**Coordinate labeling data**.
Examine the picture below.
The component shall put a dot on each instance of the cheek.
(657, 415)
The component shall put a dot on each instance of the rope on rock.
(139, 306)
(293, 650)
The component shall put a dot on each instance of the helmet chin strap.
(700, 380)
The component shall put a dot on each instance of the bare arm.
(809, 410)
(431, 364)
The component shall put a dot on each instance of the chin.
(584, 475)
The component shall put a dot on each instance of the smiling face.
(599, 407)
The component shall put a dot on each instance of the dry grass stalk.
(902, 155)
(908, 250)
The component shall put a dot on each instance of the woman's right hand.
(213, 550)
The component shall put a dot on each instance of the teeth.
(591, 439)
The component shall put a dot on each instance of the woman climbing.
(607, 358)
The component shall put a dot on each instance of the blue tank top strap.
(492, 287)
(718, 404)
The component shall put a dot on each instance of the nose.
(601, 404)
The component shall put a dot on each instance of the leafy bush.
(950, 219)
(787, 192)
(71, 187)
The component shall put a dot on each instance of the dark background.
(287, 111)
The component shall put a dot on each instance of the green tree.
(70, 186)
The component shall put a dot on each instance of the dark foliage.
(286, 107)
---
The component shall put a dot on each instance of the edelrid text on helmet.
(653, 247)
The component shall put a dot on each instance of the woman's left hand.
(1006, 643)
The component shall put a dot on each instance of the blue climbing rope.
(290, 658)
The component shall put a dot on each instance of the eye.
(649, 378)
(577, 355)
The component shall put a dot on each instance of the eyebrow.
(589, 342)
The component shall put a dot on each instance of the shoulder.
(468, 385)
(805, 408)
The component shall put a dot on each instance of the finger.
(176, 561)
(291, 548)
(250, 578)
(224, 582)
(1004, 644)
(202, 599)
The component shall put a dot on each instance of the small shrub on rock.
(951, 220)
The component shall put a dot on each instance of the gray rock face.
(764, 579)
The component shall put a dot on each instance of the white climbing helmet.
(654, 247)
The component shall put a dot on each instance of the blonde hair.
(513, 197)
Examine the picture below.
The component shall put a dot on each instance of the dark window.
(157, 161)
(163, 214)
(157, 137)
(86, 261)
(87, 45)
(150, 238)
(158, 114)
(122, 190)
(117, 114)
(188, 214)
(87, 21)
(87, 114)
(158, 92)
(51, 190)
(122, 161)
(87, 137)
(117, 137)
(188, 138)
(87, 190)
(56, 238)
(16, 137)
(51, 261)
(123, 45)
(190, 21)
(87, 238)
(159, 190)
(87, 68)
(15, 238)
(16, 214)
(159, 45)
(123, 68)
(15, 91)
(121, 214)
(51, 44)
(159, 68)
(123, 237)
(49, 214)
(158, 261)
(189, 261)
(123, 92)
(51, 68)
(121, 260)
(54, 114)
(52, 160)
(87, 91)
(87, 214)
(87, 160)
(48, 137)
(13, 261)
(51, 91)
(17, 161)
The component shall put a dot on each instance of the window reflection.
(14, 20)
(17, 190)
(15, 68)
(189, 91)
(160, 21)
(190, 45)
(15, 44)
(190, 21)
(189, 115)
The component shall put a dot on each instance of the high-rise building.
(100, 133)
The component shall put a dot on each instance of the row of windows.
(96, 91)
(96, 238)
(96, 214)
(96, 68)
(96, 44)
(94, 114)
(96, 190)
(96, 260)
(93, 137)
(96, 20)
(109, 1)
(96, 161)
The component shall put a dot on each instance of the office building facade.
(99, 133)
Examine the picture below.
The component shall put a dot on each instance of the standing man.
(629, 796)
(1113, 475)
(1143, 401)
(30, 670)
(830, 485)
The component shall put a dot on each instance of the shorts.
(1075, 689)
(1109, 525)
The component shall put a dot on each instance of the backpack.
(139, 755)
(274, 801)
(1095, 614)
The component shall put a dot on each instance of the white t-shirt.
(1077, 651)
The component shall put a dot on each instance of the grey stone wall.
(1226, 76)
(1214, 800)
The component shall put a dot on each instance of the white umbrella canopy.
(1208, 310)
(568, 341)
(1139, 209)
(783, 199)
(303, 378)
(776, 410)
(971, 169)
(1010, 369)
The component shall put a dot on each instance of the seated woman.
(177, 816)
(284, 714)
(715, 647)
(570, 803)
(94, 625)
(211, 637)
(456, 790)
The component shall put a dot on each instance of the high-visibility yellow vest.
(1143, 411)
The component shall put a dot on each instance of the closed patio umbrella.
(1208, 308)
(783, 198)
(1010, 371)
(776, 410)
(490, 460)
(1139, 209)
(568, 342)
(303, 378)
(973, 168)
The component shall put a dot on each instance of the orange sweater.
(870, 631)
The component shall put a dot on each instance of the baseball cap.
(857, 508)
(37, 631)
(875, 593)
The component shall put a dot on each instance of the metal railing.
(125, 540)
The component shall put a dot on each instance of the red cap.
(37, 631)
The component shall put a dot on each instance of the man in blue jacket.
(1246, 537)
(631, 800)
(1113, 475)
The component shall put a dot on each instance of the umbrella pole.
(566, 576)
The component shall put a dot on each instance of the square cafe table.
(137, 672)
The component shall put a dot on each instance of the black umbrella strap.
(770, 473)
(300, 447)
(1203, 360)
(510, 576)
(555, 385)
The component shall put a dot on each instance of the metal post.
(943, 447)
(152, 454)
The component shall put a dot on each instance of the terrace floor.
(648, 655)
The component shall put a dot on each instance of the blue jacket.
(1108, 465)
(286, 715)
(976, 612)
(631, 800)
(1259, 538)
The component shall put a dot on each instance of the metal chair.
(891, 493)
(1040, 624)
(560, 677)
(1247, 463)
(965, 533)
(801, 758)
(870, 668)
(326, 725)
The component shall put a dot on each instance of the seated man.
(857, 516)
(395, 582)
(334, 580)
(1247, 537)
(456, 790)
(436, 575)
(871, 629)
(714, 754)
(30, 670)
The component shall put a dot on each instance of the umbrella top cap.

**Stated problem**.
Please reproduce the data word for word from the line containing "the umbrella pole." up to and including the line containing "umbrella top cap.".

**Exercise response**.
The component shall put a dot on each instance of the umbrella pole.
(566, 576)
The component shall put a dot on each instance of the square cafe table.
(137, 672)
The component shall put a dot on each instance of the black umbrella strap.
(770, 473)
(300, 447)
(1203, 360)
(510, 576)
(555, 385)
The component shall put a dot on each instance of the metal post.
(943, 447)
(152, 454)
The component shall put a dot on each instance of the terrace floor.
(648, 655)
The component shall put a dot on each instance of the blue jacket.
(1108, 465)
(286, 715)
(976, 612)
(631, 800)
(1259, 538)
The component shall put a dot on each instance of the metal chair.
(891, 493)
(1040, 624)
(560, 677)
(1247, 463)
(965, 533)
(801, 758)
(870, 668)
(326, 725)
The component shall put a dot on each instance of the seated man.
(857, 516)
(395, 582)
(334, 580)
(1247, 537)
(456, 790)
(436, 575)
(871, 629)
(714, 754)
(30, 670)
The component shall put a dot on each instance of the umbrella top cap.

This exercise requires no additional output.